Check your understanding
[A] Shorten the paragraph of the sport psychology passage that begins "The evidence-based athlete assessment" while keeping its main facts.
[B] According to the sport psychology passage, around what year was the ABSP-CP originally conceptualized?
[C] Repeat the part of the sport psychology passage starting with "The evidence-based athlete" and going on through "advance the field.".

The evidence-based athlete assessment and intervention protocol upon which this book is based gave these practitioners a systematized approach to applied sport psychology that made sense. It includes tools that make practitioners confident and more effective, something that is crucial to building rapport with athletes and coaches and for demonstrating the efficacy of one’s methods. Practitioners who are trained in these methods become part of a large network of sport psychology practitioner–researchers who have access to sophisticated methods, allowing them to contribute to the advancement of our knowledge of athlete psychological responding by submitting their findings and data to a database on athlete mind–body functioning. The methods taught in this book have been found to motivate practitioners to use evidence-based procedures, something that will help to advance the field.

It should be noted that although this book focuses on the American Board of Sport Psychology–Carlstedt Protocol (ABSP-CP), a system of athlete assessment and intervention that since originally being conceptualized (around 1995) has been applied to hundreds of athletes, leading to its validation; the main mission of this book is not to advertise or advocate for this model. Rather, the goal of this book is to raise awareness of critical issues in applied sport psychology pertaining to athlete assessment and intervention that all practitioners need to seriously contemplate and ultimately apply the herein recommended higher evidentiary approaches to the mental game. The Accountability Challenge in Chapter 3 challenges practitioners to question and test their own approaches in each individual athlete with whom they work, and not rely on assessment and intervention approaches merely on the basis of group research findings or other influences of which they may be aware, such as educational background, training, or anecdotal beliefs.

Records supplied

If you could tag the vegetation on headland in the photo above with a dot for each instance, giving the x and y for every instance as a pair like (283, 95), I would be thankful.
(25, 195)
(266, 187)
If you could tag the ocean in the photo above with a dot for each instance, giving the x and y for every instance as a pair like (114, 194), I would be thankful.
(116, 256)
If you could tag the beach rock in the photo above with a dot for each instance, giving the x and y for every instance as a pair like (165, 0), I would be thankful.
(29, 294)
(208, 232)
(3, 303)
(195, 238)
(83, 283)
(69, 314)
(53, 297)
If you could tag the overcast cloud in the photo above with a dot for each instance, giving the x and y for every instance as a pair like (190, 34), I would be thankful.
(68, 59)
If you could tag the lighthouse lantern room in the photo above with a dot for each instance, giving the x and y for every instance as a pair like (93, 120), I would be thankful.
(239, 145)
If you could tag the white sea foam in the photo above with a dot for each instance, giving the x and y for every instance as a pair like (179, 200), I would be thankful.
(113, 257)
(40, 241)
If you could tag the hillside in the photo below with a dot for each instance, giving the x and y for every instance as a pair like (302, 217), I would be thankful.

* * *

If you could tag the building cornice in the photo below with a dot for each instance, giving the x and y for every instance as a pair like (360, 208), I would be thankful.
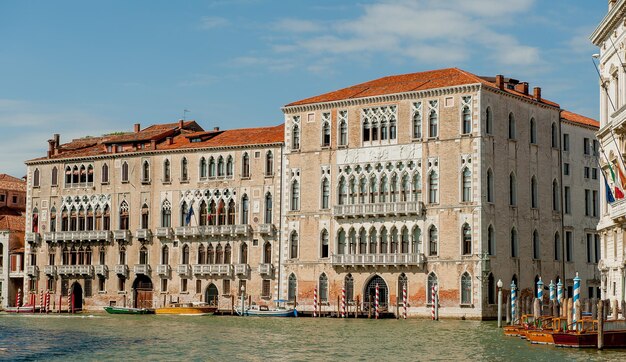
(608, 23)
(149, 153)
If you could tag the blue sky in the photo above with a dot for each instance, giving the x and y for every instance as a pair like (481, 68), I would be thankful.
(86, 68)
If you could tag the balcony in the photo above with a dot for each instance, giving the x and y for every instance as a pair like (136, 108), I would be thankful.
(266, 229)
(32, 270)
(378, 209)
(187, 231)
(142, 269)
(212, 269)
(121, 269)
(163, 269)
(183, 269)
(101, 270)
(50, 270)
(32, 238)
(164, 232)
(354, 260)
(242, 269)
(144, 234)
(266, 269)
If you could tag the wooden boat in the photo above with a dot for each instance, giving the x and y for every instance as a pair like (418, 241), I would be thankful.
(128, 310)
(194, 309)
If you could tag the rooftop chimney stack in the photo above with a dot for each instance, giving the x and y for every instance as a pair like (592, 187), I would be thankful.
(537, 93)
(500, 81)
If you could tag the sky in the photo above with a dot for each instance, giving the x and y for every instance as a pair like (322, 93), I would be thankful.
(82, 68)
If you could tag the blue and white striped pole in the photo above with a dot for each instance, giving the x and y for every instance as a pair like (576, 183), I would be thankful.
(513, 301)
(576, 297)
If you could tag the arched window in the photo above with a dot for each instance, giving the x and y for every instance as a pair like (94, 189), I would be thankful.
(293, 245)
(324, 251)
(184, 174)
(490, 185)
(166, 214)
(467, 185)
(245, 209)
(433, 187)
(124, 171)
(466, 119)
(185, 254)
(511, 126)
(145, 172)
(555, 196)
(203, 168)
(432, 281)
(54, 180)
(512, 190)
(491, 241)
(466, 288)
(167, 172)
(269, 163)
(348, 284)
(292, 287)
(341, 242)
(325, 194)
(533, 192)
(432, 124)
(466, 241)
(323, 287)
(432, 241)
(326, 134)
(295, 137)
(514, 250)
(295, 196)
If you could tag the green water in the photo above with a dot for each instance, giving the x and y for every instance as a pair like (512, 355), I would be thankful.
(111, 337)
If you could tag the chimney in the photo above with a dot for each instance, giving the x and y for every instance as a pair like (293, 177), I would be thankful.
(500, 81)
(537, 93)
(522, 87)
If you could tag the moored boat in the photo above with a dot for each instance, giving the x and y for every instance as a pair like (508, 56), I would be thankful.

==

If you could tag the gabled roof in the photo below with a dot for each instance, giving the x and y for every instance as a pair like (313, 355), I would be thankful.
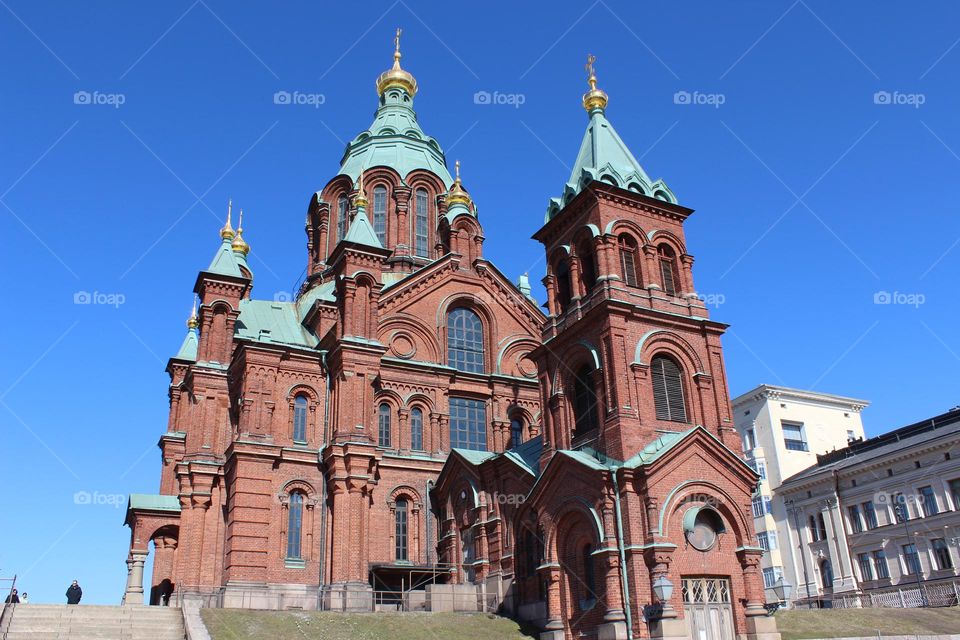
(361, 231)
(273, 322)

Solutions per task
[A] The book's evidence-based athlete assessment and intervention protocol gives practitioners a systematic, sensible approach to applied sport psychology. Its tools make practitioners confident and more effective, which helps them build rapport with athletes and coaches and demonstrate that their methods work. Trained practitioners join a large network of practitioner–researchers with access to sophisticated methods. They can advance knowledge of athlete psychological responding by submitting findings and data to a database on athlete mind–body functioning. The methods have been found to motivate practitioners to use evidence-based procedures, which will help advance the field.

[B] Around 1995.

[C]
The evidence-based athlete assessment and intervention protocol upon which this book is based gave these practitioners a systematized approach to applied sport psychology that made sense. It includes tools that make practitioners confident and more effective, something that is crucial to building rapport with athletes and coaches and for demonstrating the efficacy of one’s methods. Practitioners who are trained in these methods become part of a large network of sport psychology practitioner–researchers who have access to sophisticated methods, allowing them to contribute to the advancement of our knowledge of athlete psychological responding by submitting their findings and data to a database on athlete mind–body functioning. The methods taught in this book have been found to motivate practitioners to use evidence-based procedures, something that will help to advance the field.